*** Opening of Record set ***

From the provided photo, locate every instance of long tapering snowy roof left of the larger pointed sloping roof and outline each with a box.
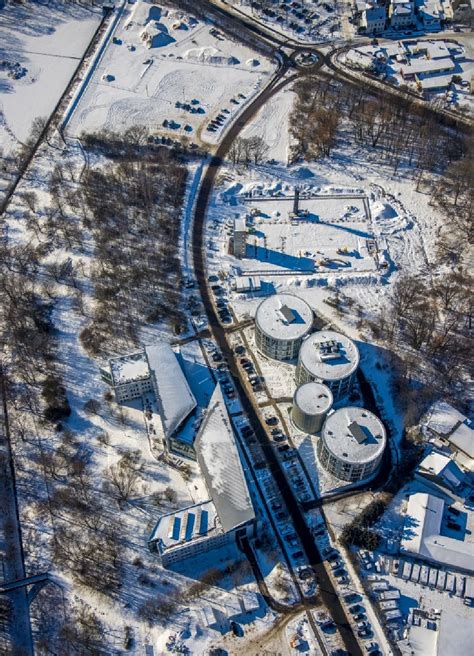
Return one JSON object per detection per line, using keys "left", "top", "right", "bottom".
{"left": 145, "top": 342, "right": 196, "bottom": 437}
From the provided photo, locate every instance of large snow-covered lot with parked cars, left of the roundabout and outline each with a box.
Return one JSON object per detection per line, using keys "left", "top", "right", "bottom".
{"left": 69, "top": 0, "right": 273, "bottom": 143}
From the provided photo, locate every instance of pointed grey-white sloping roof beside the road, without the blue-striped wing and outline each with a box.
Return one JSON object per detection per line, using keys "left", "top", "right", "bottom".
{"left": 194, "top": 384, "right": 255, "bottom": 532}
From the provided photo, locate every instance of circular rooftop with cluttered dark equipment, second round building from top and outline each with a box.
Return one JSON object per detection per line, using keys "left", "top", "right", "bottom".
{"left": 299, "top": 330, "right": 359, "bottom": 381}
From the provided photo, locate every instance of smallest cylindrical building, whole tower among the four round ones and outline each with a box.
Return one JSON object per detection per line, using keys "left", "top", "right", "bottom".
{"left": 291, "top": 383, "right": 332, "bottom": 434}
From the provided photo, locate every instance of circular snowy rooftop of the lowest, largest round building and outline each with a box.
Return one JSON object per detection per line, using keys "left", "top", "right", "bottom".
{"left": 321, "top": 407, "right": 387, "bottom": 465}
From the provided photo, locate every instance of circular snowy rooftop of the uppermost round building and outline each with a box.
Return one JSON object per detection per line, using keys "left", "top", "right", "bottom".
{"left": 255, "top": 294, "right": 313, "bottom": 340}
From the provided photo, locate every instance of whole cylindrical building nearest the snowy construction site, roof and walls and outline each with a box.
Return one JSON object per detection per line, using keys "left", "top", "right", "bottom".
{"left": 255, "top": 294, "right": 313, "bottom": 360}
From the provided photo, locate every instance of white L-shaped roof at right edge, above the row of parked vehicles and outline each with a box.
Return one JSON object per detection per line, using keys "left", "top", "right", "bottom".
{"left": 400, "top": 492, "right": 474, "bottom": 572}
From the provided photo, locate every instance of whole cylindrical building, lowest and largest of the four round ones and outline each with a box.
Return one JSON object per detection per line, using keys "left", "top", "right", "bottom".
{"left": 318, "top": 407, "right": 387, "bottom": 482}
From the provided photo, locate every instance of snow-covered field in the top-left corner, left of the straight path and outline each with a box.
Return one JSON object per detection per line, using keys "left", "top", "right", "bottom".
{"left": 0, "top": 1, "right": 101, "bottom": 151}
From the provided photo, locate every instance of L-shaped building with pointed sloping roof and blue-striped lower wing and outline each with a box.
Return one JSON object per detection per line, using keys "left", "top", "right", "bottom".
{"left": 148, "top": 385, "right": 256, "bottom": 567}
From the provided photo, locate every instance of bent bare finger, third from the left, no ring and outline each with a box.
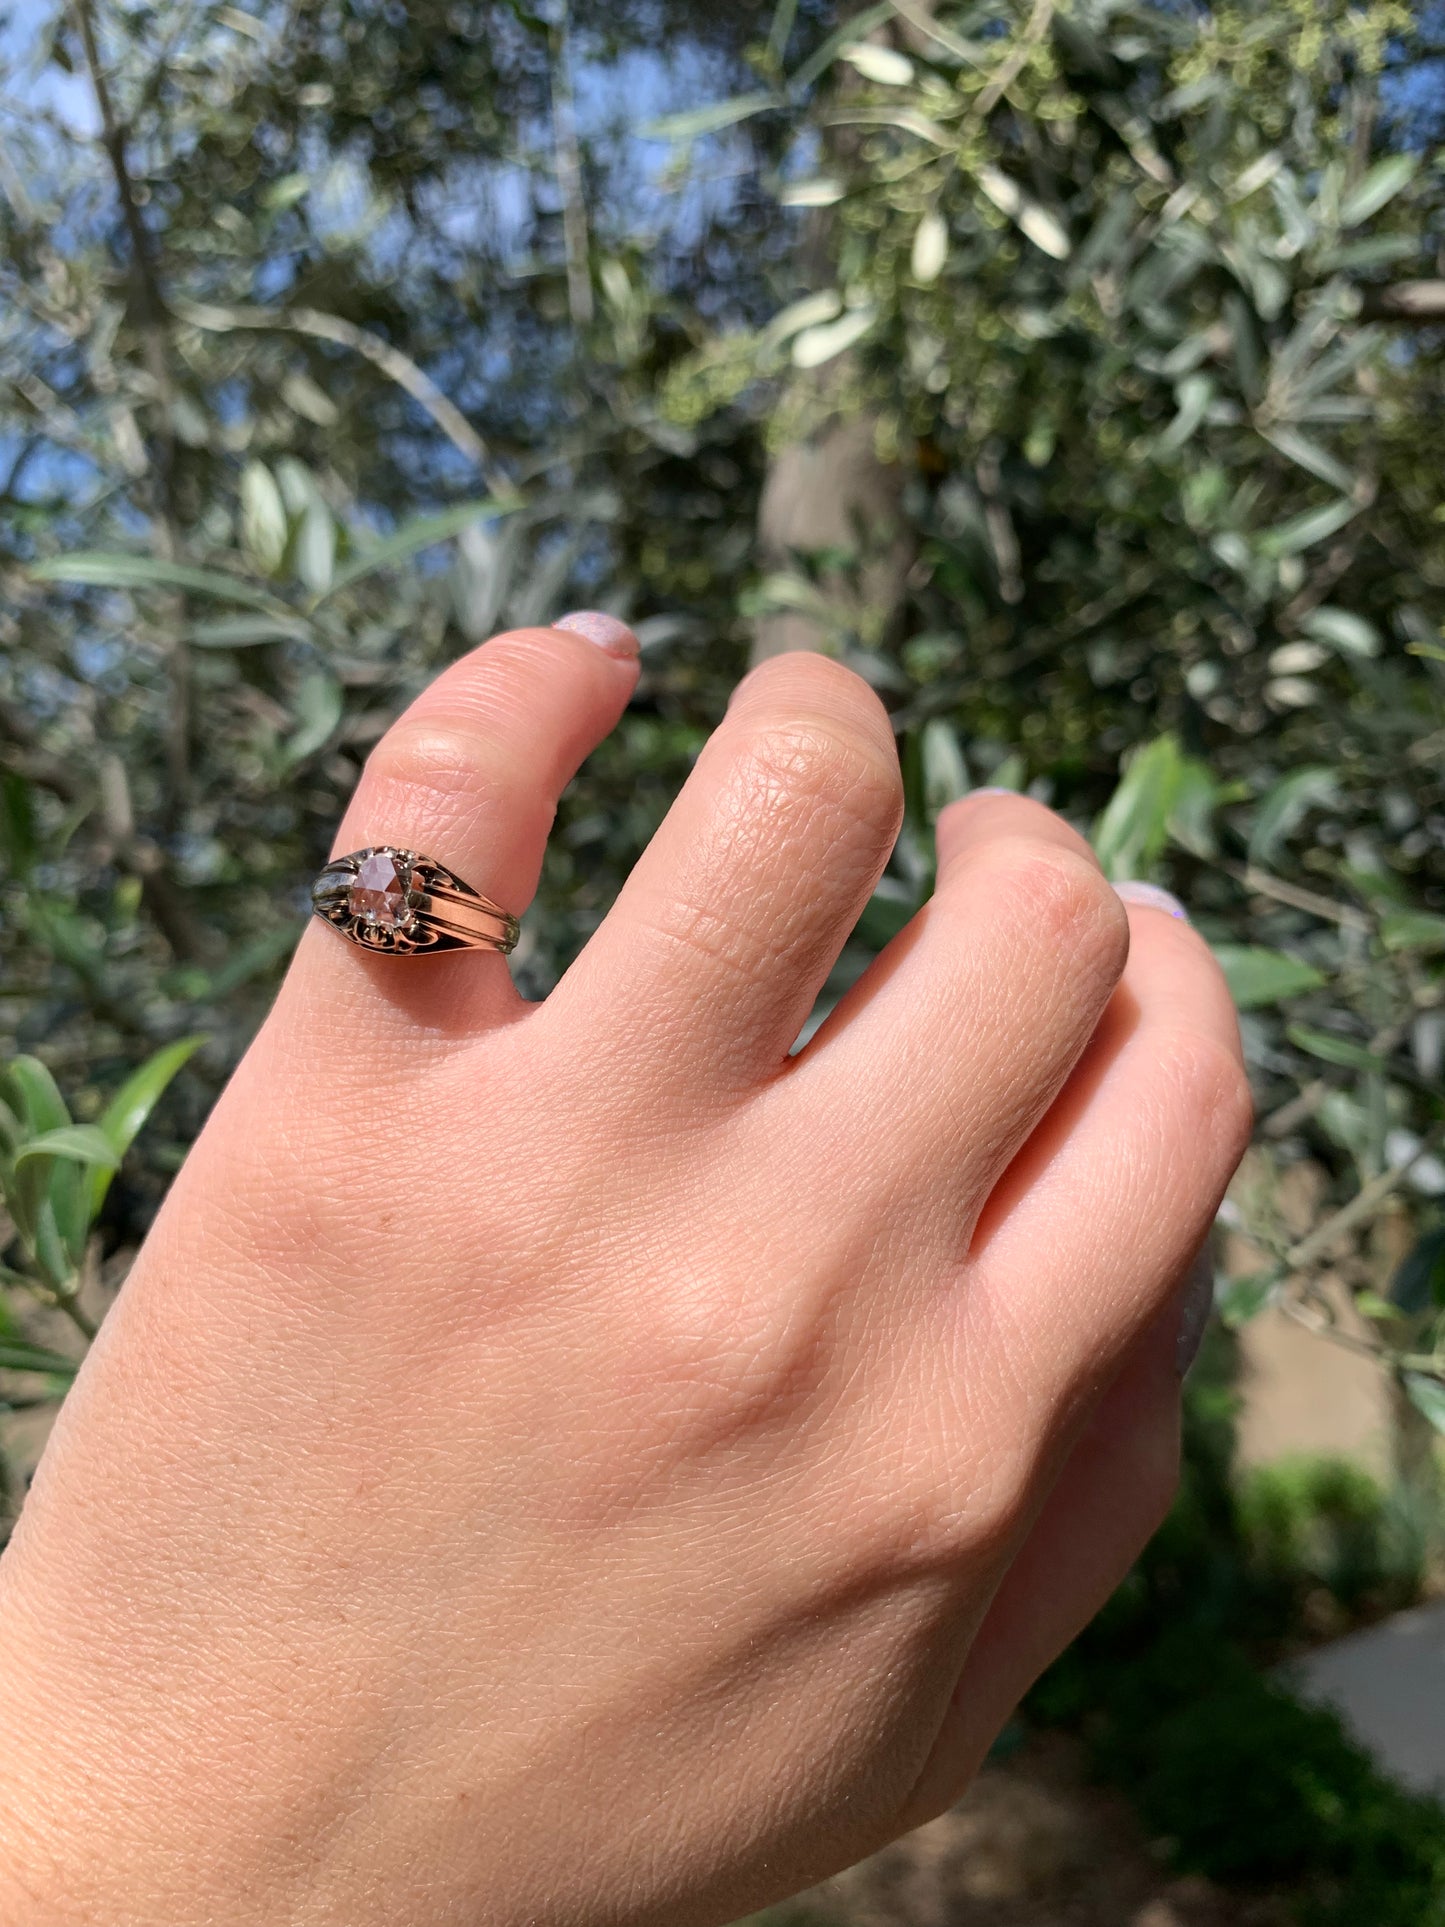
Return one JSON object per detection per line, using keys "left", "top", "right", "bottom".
{"left": 776, "top": 792, "right": 1129, "bottom": 1225}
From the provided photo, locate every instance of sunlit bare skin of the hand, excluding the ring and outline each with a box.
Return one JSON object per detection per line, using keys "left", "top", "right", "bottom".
{"left": 0, "top": 624, "right": 1248, "bottom": 1927}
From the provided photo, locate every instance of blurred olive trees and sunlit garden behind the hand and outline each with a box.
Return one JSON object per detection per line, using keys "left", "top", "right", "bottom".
{"left": 0, "top": 0, "right": 1445, "bottom": 1927}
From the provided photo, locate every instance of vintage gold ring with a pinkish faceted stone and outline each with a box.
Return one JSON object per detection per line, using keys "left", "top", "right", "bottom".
{"left": 310, "top": 844, "right": 518, "bottom": 956}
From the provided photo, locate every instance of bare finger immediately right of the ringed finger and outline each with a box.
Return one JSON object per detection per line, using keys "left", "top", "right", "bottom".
{"left": 543, "top": 653, "right": 902, "bottom": 1102}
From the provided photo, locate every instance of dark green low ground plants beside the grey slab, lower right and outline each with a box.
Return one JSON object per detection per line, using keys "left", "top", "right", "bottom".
{"left": 1027, "top": 1364, "right": 1445, "bottom": 1927}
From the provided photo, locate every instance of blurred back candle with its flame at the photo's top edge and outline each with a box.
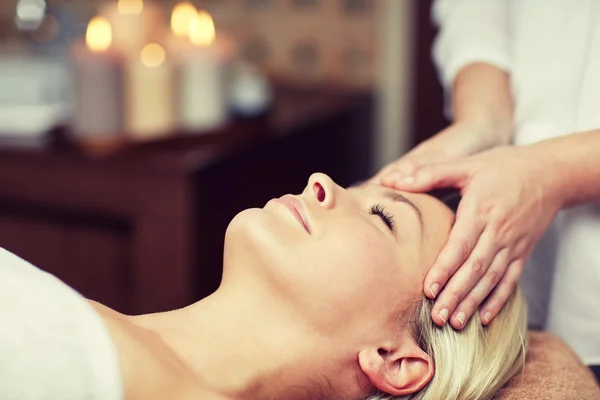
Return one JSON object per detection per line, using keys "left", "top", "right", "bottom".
{"left": 100, "top": 0, "right": 165, "bottom": 53}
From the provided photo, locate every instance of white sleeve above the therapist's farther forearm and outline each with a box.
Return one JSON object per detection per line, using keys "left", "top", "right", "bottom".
{"left": 432, "top": 0, "right": 511, "bottom": 89}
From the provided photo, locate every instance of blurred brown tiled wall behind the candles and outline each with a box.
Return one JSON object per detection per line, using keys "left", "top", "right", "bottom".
{"left": 0, "top": 0, "right": 381, "bottom": 87}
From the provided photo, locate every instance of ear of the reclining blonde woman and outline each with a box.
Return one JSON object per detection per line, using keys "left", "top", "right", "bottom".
{"left": 358, "top": 335, "right": 434, "bottom": 396}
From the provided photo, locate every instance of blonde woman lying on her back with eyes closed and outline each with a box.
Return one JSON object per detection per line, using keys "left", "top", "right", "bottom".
{"left": 0, "top": 174, "right": 525, "bottom": 400}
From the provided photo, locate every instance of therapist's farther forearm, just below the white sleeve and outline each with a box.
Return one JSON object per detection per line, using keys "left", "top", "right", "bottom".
{"left": 452, "top": 63, "right": 513, "bottom": 150}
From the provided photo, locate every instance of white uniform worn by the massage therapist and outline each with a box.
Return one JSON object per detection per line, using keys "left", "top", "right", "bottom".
{"left": 433, "top": 0, "right": 600, "bottom": 364}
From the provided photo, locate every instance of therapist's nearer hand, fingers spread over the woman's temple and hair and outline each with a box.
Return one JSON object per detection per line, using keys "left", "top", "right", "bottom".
{"left": 382, "top": 146, "right": 562, "bottom": 329}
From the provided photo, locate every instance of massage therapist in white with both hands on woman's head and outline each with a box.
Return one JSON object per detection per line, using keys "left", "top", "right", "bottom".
{"left": 380, "top": 0, "right": 600, "bottom": 382}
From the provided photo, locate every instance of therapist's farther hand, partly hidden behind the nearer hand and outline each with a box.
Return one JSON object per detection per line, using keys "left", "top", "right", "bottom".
{"left": 372, "top": 118, "right": 496, "bottom": 182}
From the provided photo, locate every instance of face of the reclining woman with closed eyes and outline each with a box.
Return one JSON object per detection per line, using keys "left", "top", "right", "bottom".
{"left": 225, "top": 174, "right": 454, "bottom": 340}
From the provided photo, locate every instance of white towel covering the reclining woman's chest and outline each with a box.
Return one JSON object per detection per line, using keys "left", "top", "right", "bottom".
{"left": 0, "top": 248, "right": 123, "bottom": 400}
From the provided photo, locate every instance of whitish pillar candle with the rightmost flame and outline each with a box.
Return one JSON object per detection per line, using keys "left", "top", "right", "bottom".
{"left": 179, "top": 11, "right": 234, "bottom": 131}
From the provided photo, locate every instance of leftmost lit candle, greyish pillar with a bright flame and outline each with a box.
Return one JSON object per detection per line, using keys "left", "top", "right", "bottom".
{"left": 71, "top": 17, "right": 123, "bottom": 136}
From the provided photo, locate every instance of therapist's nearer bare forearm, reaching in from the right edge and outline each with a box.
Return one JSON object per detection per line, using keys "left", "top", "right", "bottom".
{"left": 531, "top": 129, "right": 600, "bottom": 208}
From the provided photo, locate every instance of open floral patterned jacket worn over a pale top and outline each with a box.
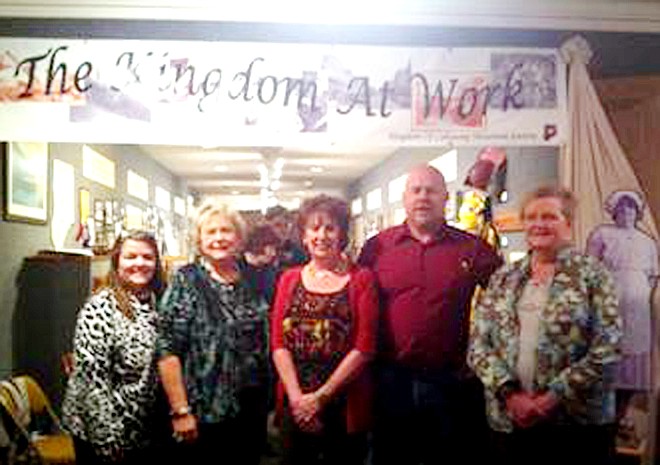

*** Close of Record set ***

**Assignment:**
Filter the records above, keeping each line that contains the word "dark".

**Answer below:**
From the provided photo, locate every instance of circular rooftop with cluttered dark equipment, second round building from top and outline each with a box.
From the provided photo, locate every instance of dark green low ground plants beside the grey slab, lower right and outline each with a box.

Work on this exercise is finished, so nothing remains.